How to complete this task. Reproduce each line of the entries that carries "space".

Material provided.
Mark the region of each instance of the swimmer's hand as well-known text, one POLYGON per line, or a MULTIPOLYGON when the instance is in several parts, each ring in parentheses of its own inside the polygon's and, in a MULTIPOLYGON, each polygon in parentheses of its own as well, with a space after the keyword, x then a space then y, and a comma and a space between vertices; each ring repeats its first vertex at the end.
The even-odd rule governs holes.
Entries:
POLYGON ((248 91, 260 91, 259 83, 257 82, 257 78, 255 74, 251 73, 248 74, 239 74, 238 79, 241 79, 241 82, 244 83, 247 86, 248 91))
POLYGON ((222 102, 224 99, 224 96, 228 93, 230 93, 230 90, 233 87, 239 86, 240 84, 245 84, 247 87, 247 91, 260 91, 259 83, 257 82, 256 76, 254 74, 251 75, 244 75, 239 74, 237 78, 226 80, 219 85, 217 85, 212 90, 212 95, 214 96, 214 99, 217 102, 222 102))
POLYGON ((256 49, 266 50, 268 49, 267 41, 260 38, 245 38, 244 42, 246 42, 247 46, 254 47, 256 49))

* * *

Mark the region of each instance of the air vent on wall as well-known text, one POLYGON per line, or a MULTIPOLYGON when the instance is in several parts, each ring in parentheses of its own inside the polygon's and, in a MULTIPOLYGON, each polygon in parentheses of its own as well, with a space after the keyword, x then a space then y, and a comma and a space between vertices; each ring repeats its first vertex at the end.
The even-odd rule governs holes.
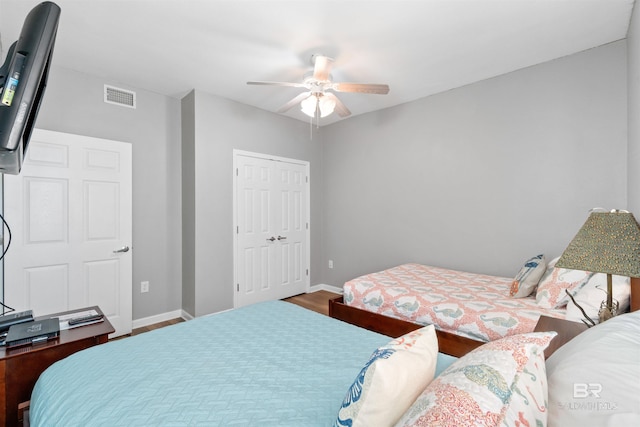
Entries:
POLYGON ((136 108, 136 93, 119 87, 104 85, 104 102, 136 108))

Written response.
Mark the region of each instance of the swimmer's hand as well-known text, one POLYGON per line, or a MULTIPOLYGON when the instance is in several parts, each ring in parentheses of its own inside the polygon's and, in a MULTIPOLYGON, each polygon in parentheses of its own as well, with a space after the keyword, x then a space then y, and a comma and a space between vertices; each ring repeats its first vertex at the end.
Mark the region of each instance of the air vent on wall as well-known text, one POLYGON per line, or a MULTIPOLYGON when the instance is in several parts, each ring in parentheses of its own inside the polygon's and, in a MULTIPOLYGON, each polygon in parentheses of its own as well, with a space after the keyword, x then a space then y, and a comma and a space between vertices; each ring repeats its first vertex at the end.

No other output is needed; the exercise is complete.